* Короткое задание
Замените «mask» на «outline» в строках, начиная со строки с «Target: <item>bird's long neck</item>» и заканчивая строкой с «M47 67L47 80L49» включительно. Перепишите эти строки, оставив всё остальное без изменений.

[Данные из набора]
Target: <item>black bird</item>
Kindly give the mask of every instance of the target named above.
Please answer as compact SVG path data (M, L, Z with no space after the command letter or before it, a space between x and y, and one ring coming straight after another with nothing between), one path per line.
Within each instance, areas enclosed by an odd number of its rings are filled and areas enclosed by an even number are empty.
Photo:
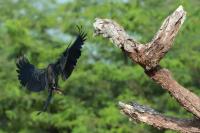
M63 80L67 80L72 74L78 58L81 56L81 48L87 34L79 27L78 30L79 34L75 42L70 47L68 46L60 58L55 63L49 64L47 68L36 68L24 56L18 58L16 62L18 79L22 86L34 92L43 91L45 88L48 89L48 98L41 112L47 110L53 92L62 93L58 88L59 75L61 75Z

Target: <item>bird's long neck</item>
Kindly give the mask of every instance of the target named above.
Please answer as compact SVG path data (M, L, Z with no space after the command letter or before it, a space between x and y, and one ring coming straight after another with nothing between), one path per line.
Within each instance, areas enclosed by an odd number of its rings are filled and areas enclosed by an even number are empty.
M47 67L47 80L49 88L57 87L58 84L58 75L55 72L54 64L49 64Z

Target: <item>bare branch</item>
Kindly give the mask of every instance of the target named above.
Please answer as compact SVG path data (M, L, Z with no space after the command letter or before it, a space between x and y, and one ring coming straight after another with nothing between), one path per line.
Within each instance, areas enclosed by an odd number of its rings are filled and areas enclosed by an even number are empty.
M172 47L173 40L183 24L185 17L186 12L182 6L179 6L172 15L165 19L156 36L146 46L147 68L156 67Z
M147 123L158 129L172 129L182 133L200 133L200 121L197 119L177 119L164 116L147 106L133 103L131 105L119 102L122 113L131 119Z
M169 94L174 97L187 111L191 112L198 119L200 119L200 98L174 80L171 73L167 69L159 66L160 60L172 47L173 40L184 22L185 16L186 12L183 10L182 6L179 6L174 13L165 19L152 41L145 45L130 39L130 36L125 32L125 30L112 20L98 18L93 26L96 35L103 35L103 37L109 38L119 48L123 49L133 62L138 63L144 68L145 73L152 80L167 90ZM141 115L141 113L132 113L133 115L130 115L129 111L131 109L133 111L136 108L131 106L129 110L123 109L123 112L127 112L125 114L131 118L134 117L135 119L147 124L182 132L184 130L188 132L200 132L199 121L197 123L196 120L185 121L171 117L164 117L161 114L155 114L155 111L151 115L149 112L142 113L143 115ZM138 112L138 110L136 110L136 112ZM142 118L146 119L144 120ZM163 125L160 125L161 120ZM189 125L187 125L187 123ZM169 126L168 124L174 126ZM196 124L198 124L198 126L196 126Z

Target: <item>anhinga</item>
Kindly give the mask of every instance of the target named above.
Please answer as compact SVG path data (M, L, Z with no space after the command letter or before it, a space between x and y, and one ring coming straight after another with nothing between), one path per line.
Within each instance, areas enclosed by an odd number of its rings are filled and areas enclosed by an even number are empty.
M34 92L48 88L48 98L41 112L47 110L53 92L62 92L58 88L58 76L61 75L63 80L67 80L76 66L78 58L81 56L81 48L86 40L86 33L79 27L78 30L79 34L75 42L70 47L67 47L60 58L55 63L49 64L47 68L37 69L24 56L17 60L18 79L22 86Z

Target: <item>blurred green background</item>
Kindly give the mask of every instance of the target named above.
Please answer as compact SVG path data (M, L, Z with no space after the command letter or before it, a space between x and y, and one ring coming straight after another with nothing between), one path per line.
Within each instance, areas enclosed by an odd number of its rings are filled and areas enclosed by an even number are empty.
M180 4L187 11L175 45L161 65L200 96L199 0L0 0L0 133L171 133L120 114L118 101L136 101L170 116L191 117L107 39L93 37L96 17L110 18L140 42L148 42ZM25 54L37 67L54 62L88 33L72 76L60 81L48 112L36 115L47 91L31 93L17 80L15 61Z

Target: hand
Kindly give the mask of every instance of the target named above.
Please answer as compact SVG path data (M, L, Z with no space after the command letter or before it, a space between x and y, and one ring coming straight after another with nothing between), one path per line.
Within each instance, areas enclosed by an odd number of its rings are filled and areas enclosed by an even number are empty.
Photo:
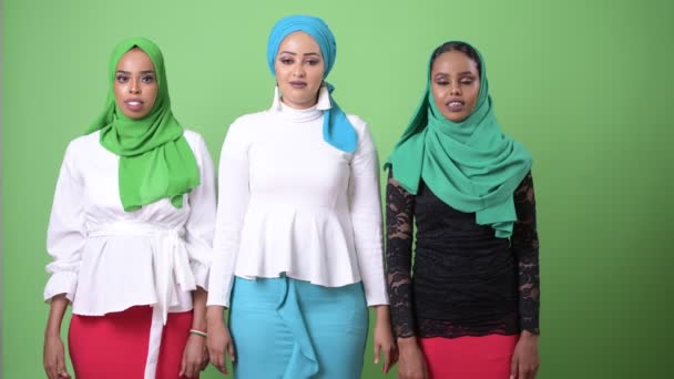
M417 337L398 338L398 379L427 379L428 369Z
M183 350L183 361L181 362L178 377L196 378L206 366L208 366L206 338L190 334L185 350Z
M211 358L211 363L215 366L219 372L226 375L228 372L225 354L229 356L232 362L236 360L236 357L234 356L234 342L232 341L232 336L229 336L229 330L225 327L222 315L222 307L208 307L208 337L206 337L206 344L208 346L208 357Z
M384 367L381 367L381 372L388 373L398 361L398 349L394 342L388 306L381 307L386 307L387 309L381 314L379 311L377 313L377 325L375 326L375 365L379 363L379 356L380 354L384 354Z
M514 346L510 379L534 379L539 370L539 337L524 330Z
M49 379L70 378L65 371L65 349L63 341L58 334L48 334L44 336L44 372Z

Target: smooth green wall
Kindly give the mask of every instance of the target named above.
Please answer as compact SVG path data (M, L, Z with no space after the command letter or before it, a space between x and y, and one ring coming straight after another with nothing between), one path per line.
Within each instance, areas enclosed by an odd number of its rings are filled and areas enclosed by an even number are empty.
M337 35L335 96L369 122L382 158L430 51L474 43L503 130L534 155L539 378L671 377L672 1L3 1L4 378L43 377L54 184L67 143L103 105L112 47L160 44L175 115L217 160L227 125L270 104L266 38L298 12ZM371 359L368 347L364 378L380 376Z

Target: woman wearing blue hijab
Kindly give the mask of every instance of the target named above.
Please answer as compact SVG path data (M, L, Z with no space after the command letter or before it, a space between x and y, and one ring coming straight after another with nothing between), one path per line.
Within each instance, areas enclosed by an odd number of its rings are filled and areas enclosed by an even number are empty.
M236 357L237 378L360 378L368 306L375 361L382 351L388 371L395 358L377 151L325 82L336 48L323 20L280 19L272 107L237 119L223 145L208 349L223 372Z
==
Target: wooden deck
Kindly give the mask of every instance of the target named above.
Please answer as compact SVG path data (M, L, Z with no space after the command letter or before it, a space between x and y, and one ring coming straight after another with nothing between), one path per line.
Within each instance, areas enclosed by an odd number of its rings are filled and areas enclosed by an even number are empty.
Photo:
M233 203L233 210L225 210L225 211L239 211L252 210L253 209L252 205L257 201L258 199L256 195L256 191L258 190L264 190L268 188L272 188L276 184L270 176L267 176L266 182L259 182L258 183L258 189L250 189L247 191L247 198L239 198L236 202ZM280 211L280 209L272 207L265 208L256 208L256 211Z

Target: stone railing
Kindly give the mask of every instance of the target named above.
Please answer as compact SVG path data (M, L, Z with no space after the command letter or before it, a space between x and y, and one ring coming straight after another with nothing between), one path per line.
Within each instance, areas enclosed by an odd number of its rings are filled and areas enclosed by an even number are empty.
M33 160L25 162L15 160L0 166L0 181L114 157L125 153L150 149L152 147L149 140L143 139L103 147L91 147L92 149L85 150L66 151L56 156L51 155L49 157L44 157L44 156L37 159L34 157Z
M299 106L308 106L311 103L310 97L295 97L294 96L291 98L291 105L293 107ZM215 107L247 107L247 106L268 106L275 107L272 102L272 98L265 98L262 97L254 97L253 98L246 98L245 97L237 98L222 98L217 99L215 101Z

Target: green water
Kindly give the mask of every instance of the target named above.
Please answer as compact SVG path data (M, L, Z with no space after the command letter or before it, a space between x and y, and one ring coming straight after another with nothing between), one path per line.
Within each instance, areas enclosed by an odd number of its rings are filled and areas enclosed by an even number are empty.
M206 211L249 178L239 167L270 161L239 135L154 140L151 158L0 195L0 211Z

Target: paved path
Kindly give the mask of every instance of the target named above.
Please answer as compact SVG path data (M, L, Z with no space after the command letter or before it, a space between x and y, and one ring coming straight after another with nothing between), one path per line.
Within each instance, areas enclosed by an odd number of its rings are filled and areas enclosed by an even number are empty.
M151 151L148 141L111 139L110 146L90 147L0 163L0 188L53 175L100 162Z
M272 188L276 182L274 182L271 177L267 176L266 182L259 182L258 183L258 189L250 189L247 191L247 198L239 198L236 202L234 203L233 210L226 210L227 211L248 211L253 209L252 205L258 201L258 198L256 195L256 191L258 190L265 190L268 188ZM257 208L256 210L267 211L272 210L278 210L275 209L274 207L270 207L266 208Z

* Ответ к заданию
Target: <item>bird's long neck</item>
Kindly give the outline of every instance of the target named above.
Please answer as compact SVG path data (M, L, Z with no space after the command letter or before it, a space between x and y, and one ring coming straight after another with nothing between), one path per line.
Within each instance, areas enclosed by an odd number of its rings are filled and areas enclosed by an even number are empty.
M47 67L47 80L49 88L57 87L58 84L58 75L55 72L54 64L49 64Z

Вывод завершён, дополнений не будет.